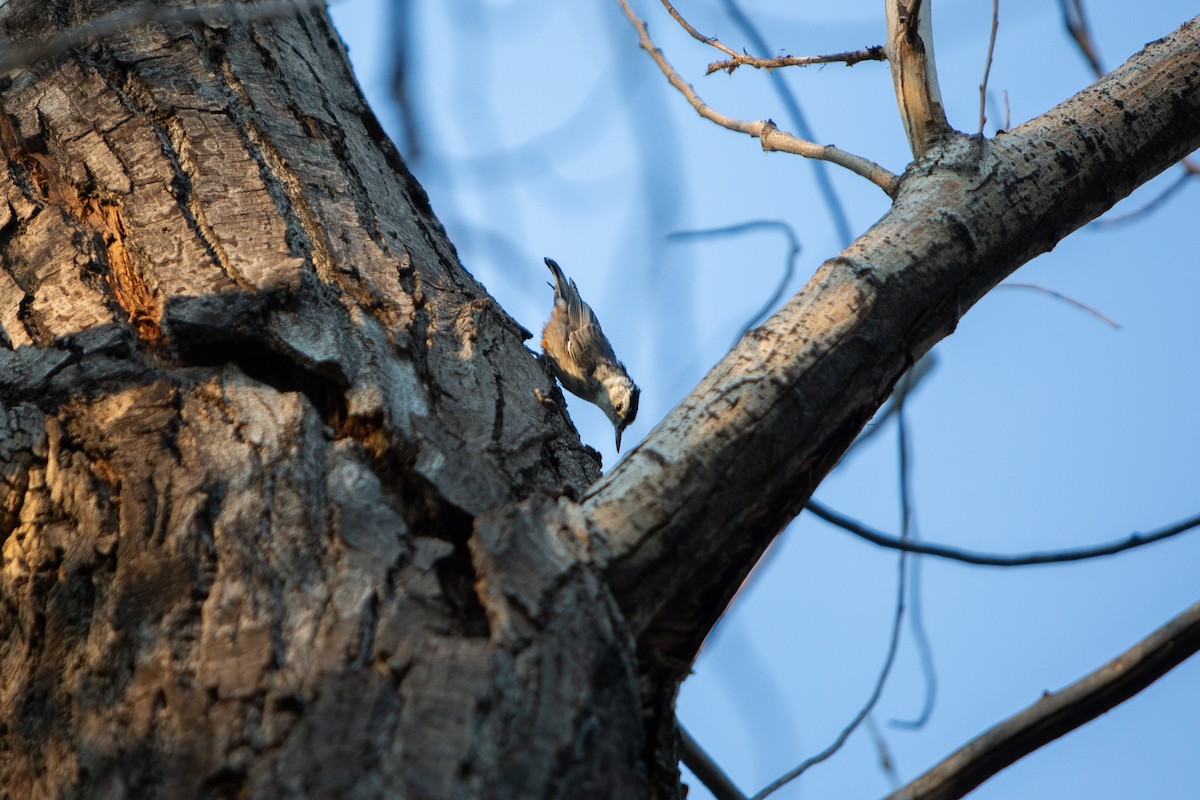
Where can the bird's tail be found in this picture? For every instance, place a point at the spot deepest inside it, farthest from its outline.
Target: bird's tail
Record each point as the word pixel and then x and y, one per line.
pixel 562 287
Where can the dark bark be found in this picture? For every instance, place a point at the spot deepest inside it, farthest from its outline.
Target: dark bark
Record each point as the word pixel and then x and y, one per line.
pixel 253 408
pixel 282 513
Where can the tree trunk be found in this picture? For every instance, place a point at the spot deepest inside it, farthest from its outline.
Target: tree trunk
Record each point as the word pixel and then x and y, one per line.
pixel 282 512
pixel 252 408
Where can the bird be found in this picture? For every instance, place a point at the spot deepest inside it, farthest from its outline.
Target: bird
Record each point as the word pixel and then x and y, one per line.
pixel 582 359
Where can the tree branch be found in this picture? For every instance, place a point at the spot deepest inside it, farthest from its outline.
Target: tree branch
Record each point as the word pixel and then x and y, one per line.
pixel 850 58
pixel 1060 713
pixel 989 559
pixel 679 522
pixel 771 137
pixel 915 72
pixel 706 769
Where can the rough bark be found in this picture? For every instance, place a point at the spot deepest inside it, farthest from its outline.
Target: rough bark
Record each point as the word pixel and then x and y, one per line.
pixel 281 512
pixel 252 408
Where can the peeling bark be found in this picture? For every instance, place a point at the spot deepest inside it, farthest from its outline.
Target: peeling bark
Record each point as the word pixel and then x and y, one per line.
pixel 252 408
pixel 281 512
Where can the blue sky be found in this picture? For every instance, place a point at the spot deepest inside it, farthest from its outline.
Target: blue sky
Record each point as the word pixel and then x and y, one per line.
pixel 546 132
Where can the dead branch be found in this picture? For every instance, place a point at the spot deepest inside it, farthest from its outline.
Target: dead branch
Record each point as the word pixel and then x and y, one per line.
pixel 990 559
pixel 850 58
pixel 1060 713
pixel 771 137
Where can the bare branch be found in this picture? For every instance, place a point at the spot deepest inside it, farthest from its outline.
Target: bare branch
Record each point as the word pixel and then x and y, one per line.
pixel 793 251
pixel 777 413
pixel 1060 713
pixel 94 30
pixel 906 518
pixel 706 769
pixel 863 713
pixel 1189 172
pixel 915 72
pixel 987 66
pixel 796 119
pixel 1077 25
pixel 1081 34
pixel 743 59
pixel 850 58
pixel 771 137
pixel 887 763
pixel 989 559
pixel 1078 304
pixel 695 34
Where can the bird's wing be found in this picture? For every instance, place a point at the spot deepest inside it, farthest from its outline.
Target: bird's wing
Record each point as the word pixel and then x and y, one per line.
pixel 586 342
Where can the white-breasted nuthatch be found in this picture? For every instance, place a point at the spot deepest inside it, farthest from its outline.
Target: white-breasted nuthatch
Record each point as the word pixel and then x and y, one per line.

____

-- Task objective --
Return every line of the data above in which "dead" appears.

-- Result of this exercise --
Where can the dead branch be found in this picture? For every instance, place a point at the spot deepest inside it, farthest from its outline.
Target: dead branch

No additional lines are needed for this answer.